> _EXERCISE DIRECTIONS_
Using the data below, return every line that holds the word "stone".

-------- GIVEN DATA --------

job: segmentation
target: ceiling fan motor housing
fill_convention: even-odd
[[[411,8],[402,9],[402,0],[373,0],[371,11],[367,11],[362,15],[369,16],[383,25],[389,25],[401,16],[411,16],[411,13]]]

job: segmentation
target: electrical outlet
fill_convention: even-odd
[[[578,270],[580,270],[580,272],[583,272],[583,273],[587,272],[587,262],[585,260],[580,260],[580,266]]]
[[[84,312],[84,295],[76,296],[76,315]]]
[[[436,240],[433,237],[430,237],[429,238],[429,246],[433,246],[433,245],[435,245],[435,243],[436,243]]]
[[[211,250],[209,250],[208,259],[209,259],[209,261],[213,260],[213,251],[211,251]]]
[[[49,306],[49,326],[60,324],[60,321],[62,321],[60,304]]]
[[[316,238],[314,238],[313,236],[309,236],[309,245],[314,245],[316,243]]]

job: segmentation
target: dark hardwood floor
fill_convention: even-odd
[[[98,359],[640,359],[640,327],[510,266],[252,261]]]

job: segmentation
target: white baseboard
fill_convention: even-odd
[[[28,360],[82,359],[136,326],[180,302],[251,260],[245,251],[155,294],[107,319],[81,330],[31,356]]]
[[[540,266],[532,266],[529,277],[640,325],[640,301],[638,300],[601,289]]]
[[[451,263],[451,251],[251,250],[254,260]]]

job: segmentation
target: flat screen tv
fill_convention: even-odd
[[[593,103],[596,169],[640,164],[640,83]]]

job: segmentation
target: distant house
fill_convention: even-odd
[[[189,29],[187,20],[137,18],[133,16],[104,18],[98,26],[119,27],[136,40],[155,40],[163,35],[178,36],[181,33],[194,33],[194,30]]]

--------
-------- GIVEN DATA --------

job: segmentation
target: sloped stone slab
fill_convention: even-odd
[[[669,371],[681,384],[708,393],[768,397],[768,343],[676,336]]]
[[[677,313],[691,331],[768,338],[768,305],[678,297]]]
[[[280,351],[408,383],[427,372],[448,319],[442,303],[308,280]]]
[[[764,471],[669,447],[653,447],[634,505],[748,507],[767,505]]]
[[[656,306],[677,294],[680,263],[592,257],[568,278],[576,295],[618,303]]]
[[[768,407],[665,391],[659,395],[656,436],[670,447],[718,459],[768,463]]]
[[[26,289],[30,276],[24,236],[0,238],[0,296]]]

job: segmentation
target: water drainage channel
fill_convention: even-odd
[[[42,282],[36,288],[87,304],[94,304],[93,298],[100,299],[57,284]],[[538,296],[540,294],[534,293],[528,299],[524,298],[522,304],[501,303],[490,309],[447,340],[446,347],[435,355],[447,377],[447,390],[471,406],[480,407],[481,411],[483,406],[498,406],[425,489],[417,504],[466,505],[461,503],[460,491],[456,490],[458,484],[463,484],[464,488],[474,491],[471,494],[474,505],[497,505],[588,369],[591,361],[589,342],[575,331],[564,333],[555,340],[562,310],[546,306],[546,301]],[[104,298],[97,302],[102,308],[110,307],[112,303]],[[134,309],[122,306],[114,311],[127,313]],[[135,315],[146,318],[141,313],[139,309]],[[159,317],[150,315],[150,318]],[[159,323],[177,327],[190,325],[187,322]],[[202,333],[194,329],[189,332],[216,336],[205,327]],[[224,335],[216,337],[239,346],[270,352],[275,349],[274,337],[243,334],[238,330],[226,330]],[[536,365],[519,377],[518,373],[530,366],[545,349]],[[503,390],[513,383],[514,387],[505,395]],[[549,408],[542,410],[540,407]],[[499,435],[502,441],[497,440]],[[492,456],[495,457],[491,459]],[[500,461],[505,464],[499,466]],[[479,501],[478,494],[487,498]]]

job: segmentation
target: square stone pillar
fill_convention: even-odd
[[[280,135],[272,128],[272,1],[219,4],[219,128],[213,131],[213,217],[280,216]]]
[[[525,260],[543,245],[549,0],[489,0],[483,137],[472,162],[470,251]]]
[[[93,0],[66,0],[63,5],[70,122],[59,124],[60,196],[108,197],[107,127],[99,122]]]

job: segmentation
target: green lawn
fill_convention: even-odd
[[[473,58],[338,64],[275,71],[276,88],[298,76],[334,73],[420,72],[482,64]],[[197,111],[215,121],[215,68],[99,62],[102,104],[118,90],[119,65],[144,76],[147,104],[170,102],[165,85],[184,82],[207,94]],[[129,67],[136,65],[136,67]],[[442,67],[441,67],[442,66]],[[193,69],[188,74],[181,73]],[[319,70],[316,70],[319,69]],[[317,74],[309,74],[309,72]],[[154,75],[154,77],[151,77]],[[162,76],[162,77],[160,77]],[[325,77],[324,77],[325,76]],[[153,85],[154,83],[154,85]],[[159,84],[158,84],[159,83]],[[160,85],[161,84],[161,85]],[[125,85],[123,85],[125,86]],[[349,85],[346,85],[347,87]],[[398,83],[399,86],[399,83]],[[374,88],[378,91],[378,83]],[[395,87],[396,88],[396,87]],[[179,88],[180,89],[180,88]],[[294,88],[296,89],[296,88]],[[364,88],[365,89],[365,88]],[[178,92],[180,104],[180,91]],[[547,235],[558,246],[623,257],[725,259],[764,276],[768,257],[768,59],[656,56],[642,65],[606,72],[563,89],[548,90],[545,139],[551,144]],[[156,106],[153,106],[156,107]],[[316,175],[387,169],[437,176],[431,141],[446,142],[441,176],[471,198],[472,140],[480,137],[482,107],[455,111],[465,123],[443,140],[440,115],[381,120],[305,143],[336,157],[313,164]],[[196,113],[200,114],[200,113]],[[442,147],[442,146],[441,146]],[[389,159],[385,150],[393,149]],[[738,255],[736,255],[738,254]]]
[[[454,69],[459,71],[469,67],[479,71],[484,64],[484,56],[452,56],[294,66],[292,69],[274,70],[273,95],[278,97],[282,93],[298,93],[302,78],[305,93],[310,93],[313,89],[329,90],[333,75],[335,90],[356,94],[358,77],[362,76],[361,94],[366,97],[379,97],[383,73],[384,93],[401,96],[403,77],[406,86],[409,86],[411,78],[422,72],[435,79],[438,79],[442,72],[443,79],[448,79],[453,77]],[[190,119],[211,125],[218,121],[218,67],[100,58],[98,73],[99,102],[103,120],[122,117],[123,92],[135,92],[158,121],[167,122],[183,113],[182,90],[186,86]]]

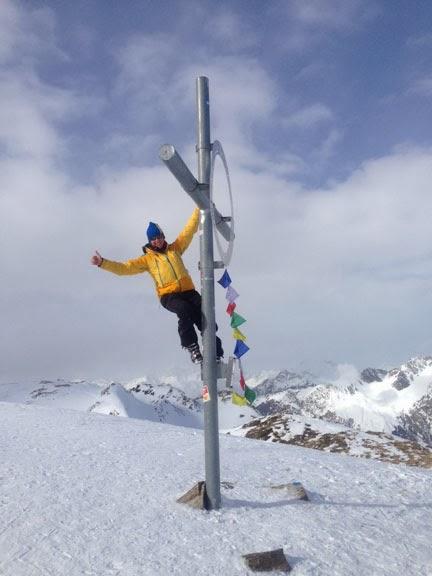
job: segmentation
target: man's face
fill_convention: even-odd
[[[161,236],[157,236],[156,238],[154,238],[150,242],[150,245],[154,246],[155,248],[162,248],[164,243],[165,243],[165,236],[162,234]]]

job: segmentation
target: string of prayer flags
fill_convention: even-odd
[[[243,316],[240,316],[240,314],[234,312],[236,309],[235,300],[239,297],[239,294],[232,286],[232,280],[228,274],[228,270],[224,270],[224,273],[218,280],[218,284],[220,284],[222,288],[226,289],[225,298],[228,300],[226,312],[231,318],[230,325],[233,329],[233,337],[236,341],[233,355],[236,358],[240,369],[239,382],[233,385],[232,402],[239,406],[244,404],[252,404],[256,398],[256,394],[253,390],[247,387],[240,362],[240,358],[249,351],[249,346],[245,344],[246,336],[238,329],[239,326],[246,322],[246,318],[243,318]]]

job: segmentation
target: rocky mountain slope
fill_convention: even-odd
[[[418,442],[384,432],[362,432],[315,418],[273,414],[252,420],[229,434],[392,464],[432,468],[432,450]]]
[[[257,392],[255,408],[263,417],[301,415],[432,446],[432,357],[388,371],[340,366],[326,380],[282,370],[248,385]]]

--------
-------- GIVEN DATA --------

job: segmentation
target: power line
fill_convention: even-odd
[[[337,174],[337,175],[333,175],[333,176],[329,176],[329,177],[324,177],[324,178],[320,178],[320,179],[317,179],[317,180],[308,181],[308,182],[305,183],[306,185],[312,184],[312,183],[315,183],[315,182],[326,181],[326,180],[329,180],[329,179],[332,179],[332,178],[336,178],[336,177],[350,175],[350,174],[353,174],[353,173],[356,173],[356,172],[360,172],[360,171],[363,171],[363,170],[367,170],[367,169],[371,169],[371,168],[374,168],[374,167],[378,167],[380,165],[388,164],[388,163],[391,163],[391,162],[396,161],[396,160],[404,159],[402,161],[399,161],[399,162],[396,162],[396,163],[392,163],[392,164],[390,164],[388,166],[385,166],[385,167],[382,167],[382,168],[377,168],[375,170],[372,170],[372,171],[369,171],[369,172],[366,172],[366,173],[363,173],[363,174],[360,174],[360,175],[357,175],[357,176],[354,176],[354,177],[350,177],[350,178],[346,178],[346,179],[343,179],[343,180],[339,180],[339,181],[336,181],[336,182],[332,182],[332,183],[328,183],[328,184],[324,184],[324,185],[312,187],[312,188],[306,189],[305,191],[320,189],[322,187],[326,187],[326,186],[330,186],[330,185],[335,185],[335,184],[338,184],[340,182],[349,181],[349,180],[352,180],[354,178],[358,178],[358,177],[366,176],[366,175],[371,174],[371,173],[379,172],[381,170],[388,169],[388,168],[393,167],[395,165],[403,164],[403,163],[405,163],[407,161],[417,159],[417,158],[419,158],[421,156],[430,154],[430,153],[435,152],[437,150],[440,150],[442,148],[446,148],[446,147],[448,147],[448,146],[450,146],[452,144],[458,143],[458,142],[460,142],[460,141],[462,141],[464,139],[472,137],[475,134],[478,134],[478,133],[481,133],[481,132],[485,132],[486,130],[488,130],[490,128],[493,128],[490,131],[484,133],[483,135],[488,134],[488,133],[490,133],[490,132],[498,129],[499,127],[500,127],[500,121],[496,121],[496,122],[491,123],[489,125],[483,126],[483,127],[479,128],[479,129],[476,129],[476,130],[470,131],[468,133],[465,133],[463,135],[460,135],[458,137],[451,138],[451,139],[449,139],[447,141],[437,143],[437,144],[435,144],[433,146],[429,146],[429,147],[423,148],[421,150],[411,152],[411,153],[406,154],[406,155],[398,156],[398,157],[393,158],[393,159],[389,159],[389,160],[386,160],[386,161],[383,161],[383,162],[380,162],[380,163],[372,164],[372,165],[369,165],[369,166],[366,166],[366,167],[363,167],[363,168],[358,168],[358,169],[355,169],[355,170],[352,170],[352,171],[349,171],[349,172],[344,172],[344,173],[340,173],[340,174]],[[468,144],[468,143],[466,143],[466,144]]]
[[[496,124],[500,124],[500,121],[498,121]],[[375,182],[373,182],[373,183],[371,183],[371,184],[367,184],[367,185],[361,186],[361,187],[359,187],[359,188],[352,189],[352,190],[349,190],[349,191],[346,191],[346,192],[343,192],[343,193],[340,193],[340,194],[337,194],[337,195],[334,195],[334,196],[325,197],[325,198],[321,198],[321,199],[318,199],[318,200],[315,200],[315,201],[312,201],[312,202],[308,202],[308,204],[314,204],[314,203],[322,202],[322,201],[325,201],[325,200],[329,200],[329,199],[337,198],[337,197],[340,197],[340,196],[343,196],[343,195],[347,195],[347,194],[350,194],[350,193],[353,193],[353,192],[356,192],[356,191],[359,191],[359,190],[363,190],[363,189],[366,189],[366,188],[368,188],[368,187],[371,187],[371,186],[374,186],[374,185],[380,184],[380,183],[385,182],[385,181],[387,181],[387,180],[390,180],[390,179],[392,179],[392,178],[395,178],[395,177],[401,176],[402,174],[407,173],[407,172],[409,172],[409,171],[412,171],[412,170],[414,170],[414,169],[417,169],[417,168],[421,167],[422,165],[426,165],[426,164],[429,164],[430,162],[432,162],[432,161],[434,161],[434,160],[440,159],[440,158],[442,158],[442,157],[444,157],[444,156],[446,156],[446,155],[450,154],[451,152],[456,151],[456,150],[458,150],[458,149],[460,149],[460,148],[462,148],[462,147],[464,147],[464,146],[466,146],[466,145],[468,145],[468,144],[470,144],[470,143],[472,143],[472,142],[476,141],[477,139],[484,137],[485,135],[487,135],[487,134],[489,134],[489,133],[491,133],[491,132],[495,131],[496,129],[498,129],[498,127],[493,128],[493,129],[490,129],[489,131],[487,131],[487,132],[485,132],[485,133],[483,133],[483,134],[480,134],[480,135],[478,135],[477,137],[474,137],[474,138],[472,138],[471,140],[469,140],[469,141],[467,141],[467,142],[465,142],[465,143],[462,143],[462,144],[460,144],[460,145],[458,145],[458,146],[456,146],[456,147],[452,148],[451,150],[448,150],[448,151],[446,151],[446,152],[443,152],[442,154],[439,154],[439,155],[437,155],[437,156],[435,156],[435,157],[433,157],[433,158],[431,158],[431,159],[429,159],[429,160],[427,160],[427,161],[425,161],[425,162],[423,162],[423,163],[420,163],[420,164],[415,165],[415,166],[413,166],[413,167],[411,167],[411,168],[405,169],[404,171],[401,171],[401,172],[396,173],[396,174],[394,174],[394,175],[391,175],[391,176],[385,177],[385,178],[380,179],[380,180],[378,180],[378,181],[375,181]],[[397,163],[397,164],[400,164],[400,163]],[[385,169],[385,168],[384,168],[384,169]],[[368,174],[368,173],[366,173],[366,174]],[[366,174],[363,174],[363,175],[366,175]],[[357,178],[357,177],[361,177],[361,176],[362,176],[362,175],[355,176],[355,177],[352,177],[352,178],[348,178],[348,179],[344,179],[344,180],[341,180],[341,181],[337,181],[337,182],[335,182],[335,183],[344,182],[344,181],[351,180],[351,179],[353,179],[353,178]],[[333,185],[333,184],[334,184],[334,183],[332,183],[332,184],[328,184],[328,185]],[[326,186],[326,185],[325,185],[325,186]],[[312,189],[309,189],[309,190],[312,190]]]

--------

> _REPLY_
target: sloped stone slab
target: square stone pillar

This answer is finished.